Passage:
+ + + +
Former US attorney general urges Congress to pass voting rights bill

Mitch McConnell calls voting rights bill a ‘solution in search of a problem’ as GOP mounts ‘despicable’ effort to restrict ballot access

Senate Rules Committee holds hearing over For The People Act

Alex Woodward
New York
Wednesday 24 March 2021 17:35

Republican Senator Mitch McConnell has criticised a sweeping voting rights proposal as a “solution in search of a problem” despite more than 250 proposals in statehouses across the US to restrict ballot access.

He called the measure an attempt among congressional Democrats to “rewrite the rules of our system” as he claimed that GOP lawmakers “are not engaging in trying to suppress voters, whatsoever.”

His comments preceded a Senate Rules Committee hearing on S1, or the For the People Act, which would adopt the largest voting rights and election protection rules since the passage of the landmark Voting Rights Act, if signed into law.
+ + + +
Provided information:
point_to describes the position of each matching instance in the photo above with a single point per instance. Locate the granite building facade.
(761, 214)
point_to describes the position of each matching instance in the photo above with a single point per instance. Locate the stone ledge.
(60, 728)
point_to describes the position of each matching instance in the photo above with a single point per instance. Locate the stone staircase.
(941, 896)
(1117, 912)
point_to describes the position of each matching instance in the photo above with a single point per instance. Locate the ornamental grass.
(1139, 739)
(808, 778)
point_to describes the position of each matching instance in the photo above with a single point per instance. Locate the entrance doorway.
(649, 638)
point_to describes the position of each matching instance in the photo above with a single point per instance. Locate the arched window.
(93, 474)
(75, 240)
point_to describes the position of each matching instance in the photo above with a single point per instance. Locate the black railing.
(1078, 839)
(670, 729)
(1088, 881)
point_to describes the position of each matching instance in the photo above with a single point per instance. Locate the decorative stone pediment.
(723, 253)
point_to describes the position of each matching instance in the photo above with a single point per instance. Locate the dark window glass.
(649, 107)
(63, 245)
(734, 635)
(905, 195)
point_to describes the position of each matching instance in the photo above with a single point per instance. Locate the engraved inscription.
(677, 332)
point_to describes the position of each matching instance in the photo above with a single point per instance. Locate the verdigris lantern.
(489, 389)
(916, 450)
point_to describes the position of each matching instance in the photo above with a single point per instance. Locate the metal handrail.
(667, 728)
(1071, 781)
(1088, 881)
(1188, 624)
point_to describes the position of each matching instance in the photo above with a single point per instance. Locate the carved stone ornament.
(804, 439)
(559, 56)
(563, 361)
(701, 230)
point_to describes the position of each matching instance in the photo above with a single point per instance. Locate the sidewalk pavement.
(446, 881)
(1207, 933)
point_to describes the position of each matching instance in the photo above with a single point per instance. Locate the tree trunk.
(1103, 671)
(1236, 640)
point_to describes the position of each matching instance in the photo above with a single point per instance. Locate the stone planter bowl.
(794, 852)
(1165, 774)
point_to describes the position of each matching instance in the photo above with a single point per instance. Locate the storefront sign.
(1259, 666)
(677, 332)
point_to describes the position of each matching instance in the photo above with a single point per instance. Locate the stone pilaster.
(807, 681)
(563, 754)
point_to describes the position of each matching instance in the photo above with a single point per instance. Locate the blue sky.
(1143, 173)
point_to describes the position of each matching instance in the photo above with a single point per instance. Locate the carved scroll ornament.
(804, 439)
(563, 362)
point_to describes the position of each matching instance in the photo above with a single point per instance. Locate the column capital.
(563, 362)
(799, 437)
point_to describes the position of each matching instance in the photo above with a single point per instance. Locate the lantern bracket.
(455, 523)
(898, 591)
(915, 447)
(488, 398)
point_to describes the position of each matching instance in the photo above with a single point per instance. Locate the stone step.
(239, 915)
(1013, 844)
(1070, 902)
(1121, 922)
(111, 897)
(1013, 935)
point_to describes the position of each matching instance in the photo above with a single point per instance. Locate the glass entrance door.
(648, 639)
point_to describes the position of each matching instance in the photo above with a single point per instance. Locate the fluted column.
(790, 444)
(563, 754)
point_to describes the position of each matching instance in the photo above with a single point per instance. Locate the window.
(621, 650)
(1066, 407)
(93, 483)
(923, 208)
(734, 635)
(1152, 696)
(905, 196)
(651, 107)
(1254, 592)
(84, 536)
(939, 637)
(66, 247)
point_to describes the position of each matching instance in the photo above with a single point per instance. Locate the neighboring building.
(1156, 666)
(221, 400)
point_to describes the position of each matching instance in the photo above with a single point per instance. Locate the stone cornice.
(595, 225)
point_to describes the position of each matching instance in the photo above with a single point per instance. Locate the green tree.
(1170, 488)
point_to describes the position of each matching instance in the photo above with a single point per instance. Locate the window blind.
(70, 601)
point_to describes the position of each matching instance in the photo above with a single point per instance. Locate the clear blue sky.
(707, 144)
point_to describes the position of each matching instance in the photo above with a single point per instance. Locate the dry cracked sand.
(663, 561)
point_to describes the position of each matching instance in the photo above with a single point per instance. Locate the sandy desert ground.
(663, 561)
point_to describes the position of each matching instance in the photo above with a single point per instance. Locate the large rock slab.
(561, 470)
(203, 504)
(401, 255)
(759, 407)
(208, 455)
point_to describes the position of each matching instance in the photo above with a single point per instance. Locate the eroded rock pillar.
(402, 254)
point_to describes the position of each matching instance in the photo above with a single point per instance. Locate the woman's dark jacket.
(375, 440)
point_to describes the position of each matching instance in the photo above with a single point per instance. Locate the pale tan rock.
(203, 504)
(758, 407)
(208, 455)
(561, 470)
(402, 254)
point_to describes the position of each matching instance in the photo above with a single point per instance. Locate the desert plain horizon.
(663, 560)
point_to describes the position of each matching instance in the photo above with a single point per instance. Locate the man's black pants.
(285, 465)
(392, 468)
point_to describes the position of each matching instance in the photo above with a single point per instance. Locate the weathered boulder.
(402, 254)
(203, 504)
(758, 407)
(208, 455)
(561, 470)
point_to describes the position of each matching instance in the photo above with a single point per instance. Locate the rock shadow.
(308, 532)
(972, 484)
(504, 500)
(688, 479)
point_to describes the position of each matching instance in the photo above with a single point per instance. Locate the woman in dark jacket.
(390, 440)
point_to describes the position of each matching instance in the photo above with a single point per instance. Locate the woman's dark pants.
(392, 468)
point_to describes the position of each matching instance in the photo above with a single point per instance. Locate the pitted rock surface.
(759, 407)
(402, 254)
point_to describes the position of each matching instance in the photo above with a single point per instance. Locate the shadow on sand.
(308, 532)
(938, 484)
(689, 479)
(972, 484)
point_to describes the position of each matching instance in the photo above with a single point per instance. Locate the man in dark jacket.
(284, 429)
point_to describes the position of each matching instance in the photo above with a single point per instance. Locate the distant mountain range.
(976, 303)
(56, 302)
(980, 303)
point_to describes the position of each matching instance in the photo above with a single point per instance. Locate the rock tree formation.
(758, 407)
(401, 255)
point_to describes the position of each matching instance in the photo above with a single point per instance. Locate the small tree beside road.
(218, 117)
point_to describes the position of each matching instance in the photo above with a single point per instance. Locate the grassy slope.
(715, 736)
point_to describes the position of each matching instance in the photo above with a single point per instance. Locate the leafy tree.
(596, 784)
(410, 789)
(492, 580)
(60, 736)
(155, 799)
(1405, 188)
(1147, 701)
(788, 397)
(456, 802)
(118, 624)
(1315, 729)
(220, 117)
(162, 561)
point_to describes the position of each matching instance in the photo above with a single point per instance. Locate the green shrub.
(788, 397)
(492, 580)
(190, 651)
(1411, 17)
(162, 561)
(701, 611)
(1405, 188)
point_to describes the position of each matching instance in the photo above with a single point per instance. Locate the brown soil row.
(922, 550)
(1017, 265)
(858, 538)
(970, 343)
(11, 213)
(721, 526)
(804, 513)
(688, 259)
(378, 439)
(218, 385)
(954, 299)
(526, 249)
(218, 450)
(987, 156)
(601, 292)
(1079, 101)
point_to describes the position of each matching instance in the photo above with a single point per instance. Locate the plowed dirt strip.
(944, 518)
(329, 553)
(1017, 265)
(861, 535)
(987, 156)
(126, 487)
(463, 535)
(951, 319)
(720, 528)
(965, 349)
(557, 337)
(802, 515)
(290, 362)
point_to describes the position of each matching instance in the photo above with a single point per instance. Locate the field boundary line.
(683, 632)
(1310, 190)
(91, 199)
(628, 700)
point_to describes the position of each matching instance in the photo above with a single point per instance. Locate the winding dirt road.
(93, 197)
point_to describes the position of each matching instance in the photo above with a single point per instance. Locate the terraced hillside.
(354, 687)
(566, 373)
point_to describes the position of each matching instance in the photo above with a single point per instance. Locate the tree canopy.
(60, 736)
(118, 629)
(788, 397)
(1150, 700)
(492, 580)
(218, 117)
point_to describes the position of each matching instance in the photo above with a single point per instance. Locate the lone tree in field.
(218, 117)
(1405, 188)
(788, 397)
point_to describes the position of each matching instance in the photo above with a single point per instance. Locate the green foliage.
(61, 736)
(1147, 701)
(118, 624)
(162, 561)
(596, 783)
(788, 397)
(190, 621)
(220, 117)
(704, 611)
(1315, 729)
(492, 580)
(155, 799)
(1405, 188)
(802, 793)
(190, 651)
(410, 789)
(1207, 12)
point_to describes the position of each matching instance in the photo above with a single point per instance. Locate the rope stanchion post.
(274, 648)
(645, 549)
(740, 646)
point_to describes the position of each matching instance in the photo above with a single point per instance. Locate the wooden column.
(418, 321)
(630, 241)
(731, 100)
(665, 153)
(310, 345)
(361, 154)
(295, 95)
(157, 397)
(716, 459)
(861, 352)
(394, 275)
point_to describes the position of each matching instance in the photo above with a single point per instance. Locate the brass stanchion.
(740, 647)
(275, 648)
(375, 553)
+ + + +
Exercise requirements:
1 > According to the voting rights article, how many proposals to restrict ballot access are in statehouses across the US?
2 > Change "hearing" to "session" in the voting rights article, then write out the part from "Mitch McConnell calls" to "signed into law." with that substitution.
3 > Continue the voting rights article from where it stops.
The items aren't needed for this work.

Results of the exercise:
1 > More than 250.

2 >
Mitch McConnell calls voting rights bill a ‘solution in search of a problem’ as GOP mounts ‘despicable’ effort to restrict ballot access

Senate Rules Committee holds session over For The People Act

Alex Woodward
New York
Wednesday 24 March 2021 17:35

Republican Senator Mitch McConnell has criticised a sweeping voting rights proposal as a “solution in search of a problem” despite more than 250 proposals in statehouses across the US to restrict ballot access.

He called the measure an attempt among congressional Democrats to “rewrite the rules of our system” as he claimed that GOP lawmakers “are not engaging in trying to suppress voters, whatsoever.”

His comments preceded a Senate Rules Committee session on S1, or the For the People Act, which would adopt the largest voting rights and election protection rules since the passage of the landmark Voting Rights Act, if signed into law.

3 >
It serves as an antidote to the wave of suppressive voting rights measures in at least 43 state legislatures, propelled by spurious claims of voting “irregularities” in 2020 elections and Donald Trump’s loss in the presidential race.

The For The People Act would standardise voting access at the federal level, eliminate long-standing barriers to voting and allow candidates with smaller platforms to wield more political power, among other provisions.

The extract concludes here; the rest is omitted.